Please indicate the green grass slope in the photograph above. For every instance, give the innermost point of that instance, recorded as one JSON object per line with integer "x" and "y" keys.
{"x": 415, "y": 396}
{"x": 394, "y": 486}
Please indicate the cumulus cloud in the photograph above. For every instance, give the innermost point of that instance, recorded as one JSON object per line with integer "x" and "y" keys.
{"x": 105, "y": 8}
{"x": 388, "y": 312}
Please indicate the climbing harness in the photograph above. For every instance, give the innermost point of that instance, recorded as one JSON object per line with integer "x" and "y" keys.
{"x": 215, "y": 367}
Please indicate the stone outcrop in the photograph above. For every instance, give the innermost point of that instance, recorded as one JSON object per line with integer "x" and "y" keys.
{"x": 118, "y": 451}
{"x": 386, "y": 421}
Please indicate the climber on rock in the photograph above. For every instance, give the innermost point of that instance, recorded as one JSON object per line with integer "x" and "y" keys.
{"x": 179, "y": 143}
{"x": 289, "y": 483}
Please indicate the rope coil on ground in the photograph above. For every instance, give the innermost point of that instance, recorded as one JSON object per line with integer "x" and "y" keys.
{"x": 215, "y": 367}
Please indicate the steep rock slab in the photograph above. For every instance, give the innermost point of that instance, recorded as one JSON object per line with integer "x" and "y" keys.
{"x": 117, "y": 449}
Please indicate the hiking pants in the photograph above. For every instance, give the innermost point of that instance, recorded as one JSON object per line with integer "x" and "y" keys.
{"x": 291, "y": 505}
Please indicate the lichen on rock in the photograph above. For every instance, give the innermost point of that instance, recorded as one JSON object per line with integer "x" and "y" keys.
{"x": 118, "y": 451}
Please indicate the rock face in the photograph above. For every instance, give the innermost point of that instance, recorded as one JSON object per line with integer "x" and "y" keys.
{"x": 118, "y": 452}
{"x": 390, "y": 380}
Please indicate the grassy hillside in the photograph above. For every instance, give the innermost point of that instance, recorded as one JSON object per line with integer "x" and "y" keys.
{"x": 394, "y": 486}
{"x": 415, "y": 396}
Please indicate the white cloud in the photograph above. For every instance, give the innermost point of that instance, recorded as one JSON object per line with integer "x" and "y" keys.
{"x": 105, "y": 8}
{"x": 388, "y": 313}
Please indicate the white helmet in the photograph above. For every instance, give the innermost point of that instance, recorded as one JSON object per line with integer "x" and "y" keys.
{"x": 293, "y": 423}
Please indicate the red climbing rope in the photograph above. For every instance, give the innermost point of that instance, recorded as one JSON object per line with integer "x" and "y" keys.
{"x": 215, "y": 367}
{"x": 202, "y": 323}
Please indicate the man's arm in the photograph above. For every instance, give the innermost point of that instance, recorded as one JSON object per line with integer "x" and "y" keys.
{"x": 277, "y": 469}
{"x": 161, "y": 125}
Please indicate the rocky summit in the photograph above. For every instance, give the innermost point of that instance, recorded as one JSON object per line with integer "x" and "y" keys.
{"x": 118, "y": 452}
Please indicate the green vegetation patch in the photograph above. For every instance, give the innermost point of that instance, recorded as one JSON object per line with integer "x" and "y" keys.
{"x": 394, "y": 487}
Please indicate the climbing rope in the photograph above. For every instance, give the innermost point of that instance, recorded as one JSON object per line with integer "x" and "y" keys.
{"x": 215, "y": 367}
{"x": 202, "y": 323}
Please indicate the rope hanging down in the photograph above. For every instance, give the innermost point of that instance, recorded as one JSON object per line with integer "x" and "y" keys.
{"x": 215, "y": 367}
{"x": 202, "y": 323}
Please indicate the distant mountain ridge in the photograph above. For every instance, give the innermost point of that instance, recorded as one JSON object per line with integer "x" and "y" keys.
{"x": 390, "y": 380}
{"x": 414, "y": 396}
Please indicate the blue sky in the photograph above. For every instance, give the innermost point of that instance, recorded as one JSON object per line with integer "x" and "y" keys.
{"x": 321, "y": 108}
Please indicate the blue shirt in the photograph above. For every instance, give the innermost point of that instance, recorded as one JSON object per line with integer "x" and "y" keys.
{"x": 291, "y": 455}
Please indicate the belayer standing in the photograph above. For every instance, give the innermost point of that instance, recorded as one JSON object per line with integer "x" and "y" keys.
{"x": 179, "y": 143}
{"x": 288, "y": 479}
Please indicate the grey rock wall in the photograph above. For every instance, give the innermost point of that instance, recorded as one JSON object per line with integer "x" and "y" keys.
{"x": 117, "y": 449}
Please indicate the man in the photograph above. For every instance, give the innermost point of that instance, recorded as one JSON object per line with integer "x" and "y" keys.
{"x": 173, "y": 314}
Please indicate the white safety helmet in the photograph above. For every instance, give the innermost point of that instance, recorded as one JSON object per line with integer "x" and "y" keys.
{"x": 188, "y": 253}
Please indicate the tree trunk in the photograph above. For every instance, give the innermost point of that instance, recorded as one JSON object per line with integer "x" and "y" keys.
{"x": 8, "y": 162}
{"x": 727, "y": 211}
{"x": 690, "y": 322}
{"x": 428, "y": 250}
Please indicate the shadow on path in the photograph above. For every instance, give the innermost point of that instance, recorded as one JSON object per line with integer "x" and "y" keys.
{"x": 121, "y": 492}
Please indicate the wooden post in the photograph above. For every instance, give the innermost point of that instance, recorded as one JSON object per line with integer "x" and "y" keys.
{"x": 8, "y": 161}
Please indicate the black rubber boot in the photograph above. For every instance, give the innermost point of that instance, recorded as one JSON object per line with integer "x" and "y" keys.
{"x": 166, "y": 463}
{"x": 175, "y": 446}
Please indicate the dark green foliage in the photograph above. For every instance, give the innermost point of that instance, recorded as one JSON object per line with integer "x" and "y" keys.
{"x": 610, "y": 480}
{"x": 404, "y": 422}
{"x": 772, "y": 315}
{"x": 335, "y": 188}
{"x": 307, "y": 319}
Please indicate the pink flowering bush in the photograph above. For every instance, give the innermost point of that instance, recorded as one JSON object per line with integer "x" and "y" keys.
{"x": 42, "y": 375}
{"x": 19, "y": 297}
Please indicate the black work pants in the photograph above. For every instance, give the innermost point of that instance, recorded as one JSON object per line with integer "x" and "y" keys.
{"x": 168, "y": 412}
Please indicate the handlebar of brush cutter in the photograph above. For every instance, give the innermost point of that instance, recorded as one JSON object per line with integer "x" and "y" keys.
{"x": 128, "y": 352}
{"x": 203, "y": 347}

*WRITTEN PROBLEM*.
Copy every record exactly as presented.

*COMPLETE ANSWER*.
Please indicate the green grass slope in the photograph above. For every instance, give the innermost point of that instance, recorded as one JSON object per line with integer "x" and "y" keys.
{"x": 415, "y": 396}
{"x": 394, "y": 486}
Please indicate the cumulus cloud in the photograph above. For every instance, give the innermost point of that instance, recorded as one JSON object per line with integer "x" and "y" keys.
{"x": 105, "y": 8}
{"x": 388, "y": 312}
Please indicate the climbing harness in the photograph above. For every instance, give the innermost point of that instance, recorded as one JSON object per line with integer "x" and "y" keys.
{"x": 215, "y": 367}
Please indicate the stone outcrop in the photograph above. For every instance, give the innermost point of that instance, recorded as one JSON object per line with integer "x" and "y" keys.
{"x": 118, "y": 451}
{"x": 386, "y": 421}
Please indicate the climber on rock in the photograph above. For every instance, give the innermost point of that instance, recorded as one JSON object per line with integer "x" and "y" keys.
{"x": 179, "y": 143}
{"x": 289, "y": 483}
Please indicate the rope coil on ground in the photograph above. For every instance, give the innermost point of that instance, recorded as one JSON object per line with integer "x" and "y" keys.
{"x": 215, "y": 367}
Please indicate the steep rock slab in the photograph above. For every instance, give the innermost point of that instance, recorded as one JSON object per line with integer "x" and "y" keys.
{"x": 117, "y": 449}
Please indicate the hiking pants in the photograph above. For every instance, give the innermost point of that instance, recorded as one JSON object per line with integer "x" and "y" keys.
{"x": 291, "y": 505}
Please indicate the lichen on rock in the photograph above. For every instance, give the innermost point of that instance, recorded as one JSON object per line with integer "x" and "y" keys.
{"x": 118, "y": 451}
Please indicate the rock face in the photograph above. For every instance, give the innermost point of that instance, recorded as one JSON object per line with integer "x" and "y" keys.
{"x": 118, "y": 452}
{"x": 390, "y": 380}
Please indicate the grassy hillside in the photograph above. For every instance, give the innermost point of that instance, recorded as one JSON object per line with integer "x" and "y" keys.
{"x": 394, "y": 486}
{"x": 415, "y": 396}
Please indicate the white cloud in the photograph above. For every instance, give the innermost point of that instance, recorded as one JSON object per line with integer "x" and "y" keys.
{"x": 105, "y": 8}
{"x": 388, "y": 313}
Please indicate the white helmet in the photograph above. For every instance, give the innermost point of that instance, recorded as one JSON object per line with integer "x" and "y" keys.
{"x": 293, "y": 423}
Please indicate the red climbing rope in the photograph above. For every instance, give the innermost point of that instance, recorded as one JSON object per line with integer "x" and "y" keys.
{"x": 215, "y": 367}
{"x": 202, "y": 323}
Please indicate the man's arm in the photograph above. For every instance, give the innermost point of that instance, recorded as one JSON object per line with integer "x" and "y" keys.
{"x": 277, "y": 469}
{"x": 161, "y": 125}
Please indicate the rocky summit in the photograph above. For every instance, give the innermost point of that instance, recorded as one JSON object per line with integer "x" and "y" keys.
{"x": 118, "y": 452}
Please indicate the green vegetation patch in the photograph above. For every instance, give the innermost point of that instance, recorded as one JSON object per line with integer "x" and "y" keys.
{"x": 394, "y": 487}
Please indicate the climbing rope in the photograph above. For every instance, give the innermost point of that instance, recorded as one JSON object per line with integer "x" and "y" keys.
{"x": 215, "y": 367}
{"x": 202, "y": 323}
Please indicate the rope hanging down in the photograph above. For every instance, give the innermost point of that instance, recorded as one JSON object per line with integer "x" and "y" keys.
{"x": 215, "y": 367}
{"x": 202, "y": 323}
Please indicate the distant mountain ridge in the photograph above. For every instance, give the innermost point of that instance, recorded as one JSON object per line with integer "x" and "y" keys.
{"x": 390, "y": 380}
{"x": 414, "y": 396}
Please indicate the blue sky in the photograph above. For every instance, give the innermost point of that instance, recorded as one JSON object per line with integer "x" and "y" keys.
{"x": 321, "y": 108}
Please indicate the blue shirt in the photograph above. For every instance, give the innermost point of that instance, recorded as one JSON object per line with integer "x" and "y" keys.
{"x": 291, "y": 455}
Please indicate the belayer standing in the photograph above. For every instance, give the innermost point of that instance, recorded as one JSON object per line with integer "x" and "y" keys.
{"x": 179, "y": 143}
{"x": 288, "y": 479}
Please indicate the grey rock wall in the photograph above. For every instance, give the innermost point of that instance, recorded as one JSON object per line with integer "x" and "y" keys.
{"x": 117, "y": 449}
Please indicate the man in the photograph above. For every instance, give the innermost point of that instance, recorded as one JSON object per line with integer "x" and "y" keys.
{"x": 173, "y": 314}
Please indicate the white safety helmet in the photograph above. For every instance, give the innermost point of that instance, recorded as one JSON object per line with integer "x" and "y" keys.
{"x": 188, "y": 253}
Please indicate the tree trunk in the photograph above. For every instance, give the innermost point of that instance, recorded as one JSON object per line with integer "x" and "y" keys.
{"x": 8, "y": 162}
{"x": 727, "y": 211}
{"x": 690, "y": 322}
{"x": 428, "y": 250}
Please indicate the shadow on path in the photograph above. For every instance, give the innermost point of that instance, recorded as one JSON object per line with integer "x" and "y" keys.
{"x": 121, "y": 492}
Please indicate the wooden post in the photograph above. For every instance, give the innermost point of that instance, recorded as one JSON object per line with integer "x" and "y" keys.
{"x": 8, "y": 161}
Please indicate the black rubber boot in the photograph above. For every instance, give the innermost point of that instance, recorded as one JSON object per line with integer "x" and "y" keys.
{"x": 166, "y": 463}
{"x": 175, "y": 446}
Please indicate the dark green foliage in the photograph above. For every instance, give the innermost point of that instance, recorded as one JSON object per line with integer "x" and "y" keys.
{"x": 610, "y": 480}
{"x": 404, "y": 422}
{"x": 772, "y": 315}
{"x": 335, "y": 188}
{"x": 307, "y": 319}
Please indicate the pink flowering bush in the photograph above. For every instance, give the innermost point of that instance, recorded as one JSON object per line with integer "x" and "y" keys.
{"x": 42, "y": 375}
{"x": 19, "y": 297}
Please indicate the black work pants in the photograph above. For every instance, give the innermost point of that instance, recorded as one JSON object per line with integer "x" and "y" keys.
{"x": 168, "y": 412}
Please indicate the handlebar of brush cutter in the photograph above. For every instance, give the innermost point of that instance, recorded as one JSON object per line with integer "x" and "y" keys.
{"x": 128, "y": 352}
{"x": 203, "y": 347}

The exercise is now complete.